Riproduci fedelmente la parte dell'estratto sullo spopolamento che va da "Ovvero un sistema" giù fino a "profilo delle precondizioni.".

== ESTRATTO DEL DOCUMENTO ==

In Italia 850mila abitanti in meno in cinque anni

«Negli ultimi cinque anni l’Italia sta invecchiando velocemente – dice subito –. Dal 2019 al 2024 il fenomeno dello spopolamento si sta storicizzando soprattutto nelle regioni meridionali. I dati Istat ci restituiscono un quadro analitico sullo spopolamento per singola fascia d’età che è sbalorditivo per dimensione: il nostro Paese ha perso 850mila residenti, tra meno nati e più emigrati».

«La Calabria ha perso una città come Cosenza o cinque comuni da 15mila abitanti»

Il saldo negativo calabrese, per il prof. Aiello è impressionante e per rendere chiara l’idea utilizza una metafora.
«In Calabria – spiega – il dato sullo spopolamento nei cinque anni è stato calcolato in 75mila persone in meno. È come se sparisse una città come Cosenza, o come se cinque comuni da 15mila abitanti, in un lustro, si trovassero dall’essere popolati a trasformarsi in un deserto di sole case e strade».

Gli effetti collaterali dello spopolamento sulla crisi economica

Tutto questo, commisurato anche alle latitudini calabresi, potrebbe assumere connotati ed effetti catastrofici a lungo termine perché «spopolamento significa meno nati adesso, meno forza lavoro tra vent’anni».
Significativo, per l’ordinario di Politica economica, è il dato relativo alla fascia d’età e per la precisione quella ampia compresa tra zero e 54 anni che «colpisce i bambini e le persone in età lavorativa. L’effetto sarà nefasto sulle prospettive di crescita della regione: meno nati oggi, meno forza lavoro domani. Il caso calabrese si distingue proprio perché rispetto ad altre regioni, lo spopolamento colpisce la fase più dinamica, quella produttiva di un sistema economico comunque a bassa produttività».

«In Calabria mancano le precondizioni per crescere»

Ovvero un sistema che «grava su settori stagnanti quali l’agricoltura, il turismo, i servizi e la pubblica amministrazione. E nei casi di ripresa la nostra economia non riesce ad agganciare i trend di crescita, quali il manufatturiero ed i servizi avanzati che potrebbero trasformare l’economia calabrese spostando l’asse su settori più dinamici che garantiscono capacità occupazionali e produttive durature nel tempo».
Ma per ambire ad innalzare i livelli di crescita, fungendo da attrattore per gli investitori, soprattutto esteri, la Calabria risulta – sempre secondo Francesco Aiello – carente sotto il profilo delle precondizioni.

===
== DATI IN ESAME ==

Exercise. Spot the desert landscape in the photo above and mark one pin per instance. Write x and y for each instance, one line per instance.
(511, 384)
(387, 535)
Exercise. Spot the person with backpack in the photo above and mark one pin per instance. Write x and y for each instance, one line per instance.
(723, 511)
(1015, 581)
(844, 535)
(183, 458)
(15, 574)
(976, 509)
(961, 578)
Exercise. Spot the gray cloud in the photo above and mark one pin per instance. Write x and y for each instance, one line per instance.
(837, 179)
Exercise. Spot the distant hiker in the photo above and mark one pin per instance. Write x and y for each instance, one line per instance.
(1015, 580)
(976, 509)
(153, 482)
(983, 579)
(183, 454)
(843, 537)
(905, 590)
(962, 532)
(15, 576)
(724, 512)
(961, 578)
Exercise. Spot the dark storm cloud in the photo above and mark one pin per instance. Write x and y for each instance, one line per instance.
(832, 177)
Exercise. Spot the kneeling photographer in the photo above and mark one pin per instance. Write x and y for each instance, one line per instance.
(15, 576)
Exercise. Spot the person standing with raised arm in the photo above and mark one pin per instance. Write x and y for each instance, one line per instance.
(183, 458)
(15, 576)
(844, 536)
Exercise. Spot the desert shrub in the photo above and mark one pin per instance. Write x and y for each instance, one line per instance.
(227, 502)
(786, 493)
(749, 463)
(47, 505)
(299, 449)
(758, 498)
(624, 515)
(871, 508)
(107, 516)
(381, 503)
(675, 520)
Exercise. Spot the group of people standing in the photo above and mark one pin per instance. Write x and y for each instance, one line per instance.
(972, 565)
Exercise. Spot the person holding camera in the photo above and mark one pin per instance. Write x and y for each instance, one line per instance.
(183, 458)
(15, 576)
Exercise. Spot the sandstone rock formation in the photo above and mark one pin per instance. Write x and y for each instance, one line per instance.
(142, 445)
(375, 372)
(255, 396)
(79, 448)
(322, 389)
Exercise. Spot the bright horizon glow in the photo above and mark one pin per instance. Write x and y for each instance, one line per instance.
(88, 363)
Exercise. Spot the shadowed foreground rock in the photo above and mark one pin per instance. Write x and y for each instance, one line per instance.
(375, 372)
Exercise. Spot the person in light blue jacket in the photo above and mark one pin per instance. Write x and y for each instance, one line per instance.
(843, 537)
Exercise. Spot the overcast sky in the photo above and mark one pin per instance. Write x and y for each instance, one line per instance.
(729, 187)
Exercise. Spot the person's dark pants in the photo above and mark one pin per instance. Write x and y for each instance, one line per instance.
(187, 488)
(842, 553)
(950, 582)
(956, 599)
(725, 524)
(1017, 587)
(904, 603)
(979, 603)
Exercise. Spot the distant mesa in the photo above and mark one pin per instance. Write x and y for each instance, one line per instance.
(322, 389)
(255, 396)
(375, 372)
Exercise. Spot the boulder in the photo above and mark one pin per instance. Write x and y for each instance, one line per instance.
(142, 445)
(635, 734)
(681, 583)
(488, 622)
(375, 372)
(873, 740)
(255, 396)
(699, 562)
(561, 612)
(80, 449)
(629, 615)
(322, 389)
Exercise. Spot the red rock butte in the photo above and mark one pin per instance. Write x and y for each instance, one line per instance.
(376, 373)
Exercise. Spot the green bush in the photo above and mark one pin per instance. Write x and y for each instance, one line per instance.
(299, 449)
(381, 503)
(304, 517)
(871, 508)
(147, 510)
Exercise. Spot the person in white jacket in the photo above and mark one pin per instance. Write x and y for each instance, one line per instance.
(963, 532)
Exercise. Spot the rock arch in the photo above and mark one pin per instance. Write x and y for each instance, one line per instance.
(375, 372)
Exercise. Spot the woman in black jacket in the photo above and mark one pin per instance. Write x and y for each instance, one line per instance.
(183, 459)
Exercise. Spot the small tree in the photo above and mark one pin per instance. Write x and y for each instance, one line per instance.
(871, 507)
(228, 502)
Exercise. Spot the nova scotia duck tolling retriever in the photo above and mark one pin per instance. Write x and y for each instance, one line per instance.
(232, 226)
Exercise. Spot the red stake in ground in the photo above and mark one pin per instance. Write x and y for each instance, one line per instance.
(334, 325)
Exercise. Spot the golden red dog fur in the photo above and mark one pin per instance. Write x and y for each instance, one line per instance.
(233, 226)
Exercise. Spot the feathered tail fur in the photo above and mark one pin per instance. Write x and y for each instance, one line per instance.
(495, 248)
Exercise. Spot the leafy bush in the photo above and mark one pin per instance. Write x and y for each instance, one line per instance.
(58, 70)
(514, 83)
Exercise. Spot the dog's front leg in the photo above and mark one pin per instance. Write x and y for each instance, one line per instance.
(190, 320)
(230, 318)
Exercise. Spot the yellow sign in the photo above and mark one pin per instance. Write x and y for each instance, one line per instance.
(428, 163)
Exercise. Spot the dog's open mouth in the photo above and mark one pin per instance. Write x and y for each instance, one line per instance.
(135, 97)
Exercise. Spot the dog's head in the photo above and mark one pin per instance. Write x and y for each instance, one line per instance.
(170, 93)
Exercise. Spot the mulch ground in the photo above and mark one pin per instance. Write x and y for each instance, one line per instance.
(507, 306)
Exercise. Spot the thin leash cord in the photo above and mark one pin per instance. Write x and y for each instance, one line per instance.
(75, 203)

===

### RISPOSTA AL COMPITO
Ovvero un sistema che «grava su settori stagnanti quali l’agricoltura, il turismo, i servizi e la pubblica amministrazione. E nei casi di ripresa la nostra economia non riesce ad agganciare i trend di crescita, quali il manufatturiero ed i servizi avanzati che potrebbero trasformare l’economia calabrese spostando l’asse su settori più dinamici che garantiscono capacità occupazionali e produttive durature nel tempo».
Ma per ambire ad innalzare i livelli di crescita, fungendo da attrattore per gli investitori, soprattutto esteri, la Calabria risulta – sempre secondo Francesco Aiello – carente sotto il profilo delle precondizioni.